Your objective
Select every line below that contains the word "mountain" and copy each of those lines in full.

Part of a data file
-.-.-
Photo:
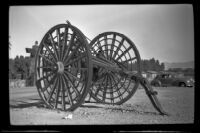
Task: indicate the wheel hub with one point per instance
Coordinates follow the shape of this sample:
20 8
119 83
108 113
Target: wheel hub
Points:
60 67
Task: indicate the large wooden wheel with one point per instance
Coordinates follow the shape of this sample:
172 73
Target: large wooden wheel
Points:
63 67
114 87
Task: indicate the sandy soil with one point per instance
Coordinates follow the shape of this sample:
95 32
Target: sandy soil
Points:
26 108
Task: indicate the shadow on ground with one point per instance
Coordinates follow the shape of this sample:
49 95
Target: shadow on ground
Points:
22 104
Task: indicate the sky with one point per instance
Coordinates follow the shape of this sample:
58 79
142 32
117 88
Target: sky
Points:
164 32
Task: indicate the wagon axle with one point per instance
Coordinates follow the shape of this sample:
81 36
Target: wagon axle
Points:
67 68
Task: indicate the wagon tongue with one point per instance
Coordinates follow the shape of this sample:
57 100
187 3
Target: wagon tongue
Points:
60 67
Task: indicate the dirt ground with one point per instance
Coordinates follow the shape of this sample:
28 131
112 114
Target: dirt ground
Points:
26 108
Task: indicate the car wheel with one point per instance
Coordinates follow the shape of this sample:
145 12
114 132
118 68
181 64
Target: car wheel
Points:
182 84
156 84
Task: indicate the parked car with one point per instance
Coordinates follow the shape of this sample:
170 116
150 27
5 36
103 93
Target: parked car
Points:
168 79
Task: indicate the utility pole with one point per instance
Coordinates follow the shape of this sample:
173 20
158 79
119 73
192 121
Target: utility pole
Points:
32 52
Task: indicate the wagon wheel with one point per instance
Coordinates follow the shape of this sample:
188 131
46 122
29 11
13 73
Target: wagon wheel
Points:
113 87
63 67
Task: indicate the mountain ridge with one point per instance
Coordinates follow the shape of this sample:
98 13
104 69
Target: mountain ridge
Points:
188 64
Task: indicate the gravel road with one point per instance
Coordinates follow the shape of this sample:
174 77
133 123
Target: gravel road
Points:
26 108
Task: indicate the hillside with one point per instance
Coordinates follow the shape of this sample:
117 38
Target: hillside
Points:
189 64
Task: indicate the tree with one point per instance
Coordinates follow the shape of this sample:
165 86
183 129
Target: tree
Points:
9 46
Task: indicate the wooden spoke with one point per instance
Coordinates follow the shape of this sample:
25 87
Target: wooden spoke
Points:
-.-.-
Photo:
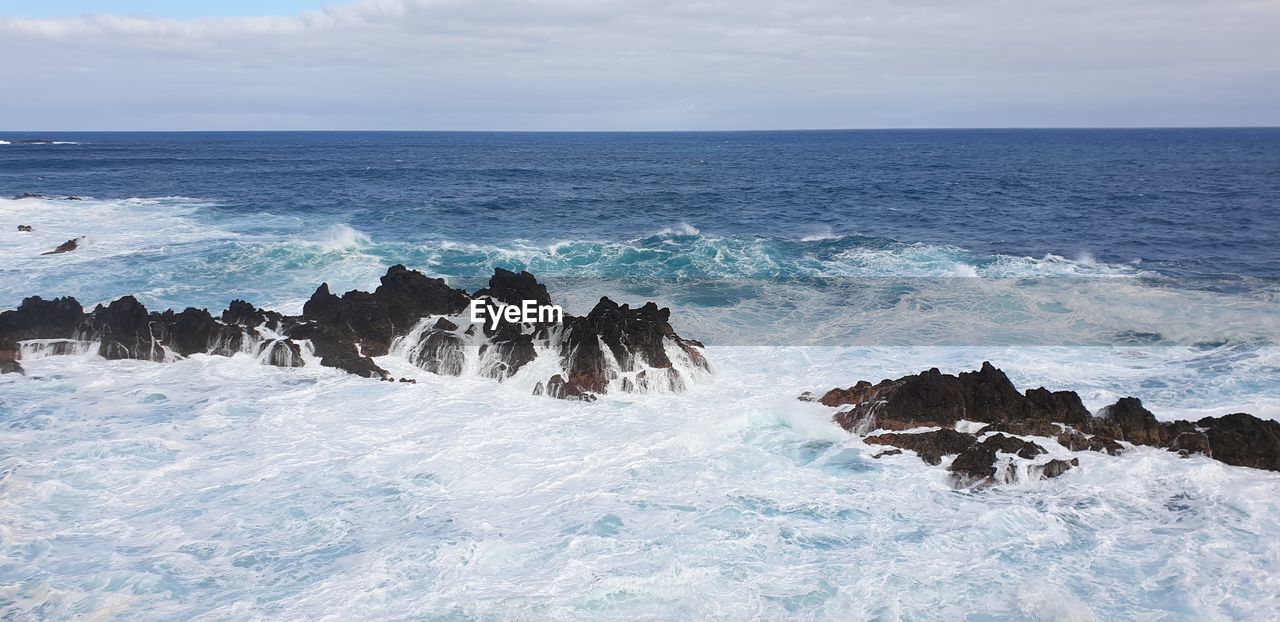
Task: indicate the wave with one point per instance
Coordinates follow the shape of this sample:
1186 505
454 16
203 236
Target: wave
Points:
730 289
-.-.-
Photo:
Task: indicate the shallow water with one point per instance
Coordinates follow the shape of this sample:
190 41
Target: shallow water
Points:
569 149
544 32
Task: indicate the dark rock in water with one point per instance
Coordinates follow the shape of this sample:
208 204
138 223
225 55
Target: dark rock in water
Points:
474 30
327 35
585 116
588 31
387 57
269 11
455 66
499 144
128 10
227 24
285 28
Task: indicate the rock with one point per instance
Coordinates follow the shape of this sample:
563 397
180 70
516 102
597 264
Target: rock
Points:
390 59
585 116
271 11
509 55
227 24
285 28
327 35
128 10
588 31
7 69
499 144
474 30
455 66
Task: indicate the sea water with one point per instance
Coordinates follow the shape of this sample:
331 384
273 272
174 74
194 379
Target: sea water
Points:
-.-.-
Response to the task
Task: indicate the mountain ridge with one point per instance
Target: mountain ridge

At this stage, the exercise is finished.